Summarize the passage below about life on the North Carolina coast in two sentences.

# [Passage given]
<<<<
Coastal Life
"Homegrown Skills: Creating a Way of Life at the Coast"
by Karen Willis Amspacher
Reprinted with permission from the Tar Heel Junior Historian. Fall 2009.
Tar Heel Junior Historian Association, NC Museum of History
See also: Our State Geography in a Snap: The Coastal Plain Region
Life at the coast in 2009 greatly differs from what it would have been one hundred, fifty, or even twenty-five years ago. These days, the modern conveniences of communication, transportation, and commerce are readily available to everyone who visits or lives along the coast of North Carolina. But throughout history, people there have depended on the coast’s natural resources—beautiful and productive waters, abundant seafood, and wintering grounds for waterfowl—to survive.
In the past, certain skills existed that were very important to a coastal family’s way of life. Income and survival depended on these skills and the ability to use the waters nearby. A community’s food traditions relied on the area’s natural resources. Even a young person’s entertainment and fun would be based on their knowledge and skills. For example, in the early 1900s, a teenager would need to be able to handle a boat to go on a date in another community. There were no roads or bridges to get from place to place in many parts of the coast. A young boy’s winter fun might be hunting waterfowl along the coastal marshes, which required knowing how to shoot, how to handle a boat, and maybe even knowing how to make decoys.
One hundred years ago in North Carolina’s coastal communities, hunting and fishing supplied a family’s food and income. It was important to have hunting skills; to know about waterfowl like ducks and geese and their habits; to understand the ways of fish and how to catch them; to know where to find oysters and clams; to grasp how to handle (and even build) a boat; and to know plenty about local waters, feeding grounds, and navigation channels. People needed carpentry skills to build a house for shelter and a boat for transportation. Creativity and ingenuity, along with basic know-how, could make life easier and more enjoyable in many ways.
The Tar Heel coast looked very different as late as the 1930s, 1940s, and 1950s. The region featured great expanses of marshes, creeks, rivers, and sounds scarcely touched by humans. Roads and bridges had not yet come to every area, so everything (including people) was still moved around by boat. Each neighborhood had its own store, and doctors came in boats to treat the sick. Communication usually meant one telephone in the local store, with a radio in almost every home. It took work and effort to get anything. Life centered on family, school, and church. Children grew up in a limited world.
After World War II, in the mid-1950s, life started to change. Coastal communities began to shift from “living off the land and the local waters” to a more diverse economy. More and more people moved into the area. Vacationers found the unspoiled waters and open beaches. More jobs with the government—such as the Coast Guard, teaching, civil service, and state agencies—mixed with the traditional coastal trades of commercial fishing, boatbuilding, hunting, and local commerce, such as running small stores and other businesses. Women joined the workforce and helped provide families with money to buy food and other needed items.
>>>>
(Segmentation data)
<<<<
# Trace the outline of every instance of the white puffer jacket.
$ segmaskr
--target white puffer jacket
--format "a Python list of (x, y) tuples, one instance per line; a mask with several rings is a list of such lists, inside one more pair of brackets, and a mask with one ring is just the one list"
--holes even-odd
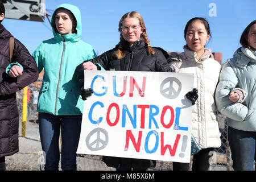
[(214, 92), (221, 65), (213, 59), (210, 49), (205, 49), (200, 59), (196, 53), (184, 48), (184, 52), (172, 52), (168, 61), (175, 72), (193, 73), (194, 88), (199, 98), (193, 106), (192, 133), (203, 148), (220, 147), (221, 134), (217, 119)]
>>>>
# [Answer for this exercise]
For generations, people on the North Carolina coast relied on its natural resources and on skills such as hunting, fishing, handling boats, and carpentry for their food, income, and even entertainment, and into the 1950s many areas had no roads or bridges. After World War II, in the mid-1950s, coastal communities shifted toward a more diverse economy as newcomers and vacationers arrived, government jobs mixed with traditional trades, and women joined the workforce.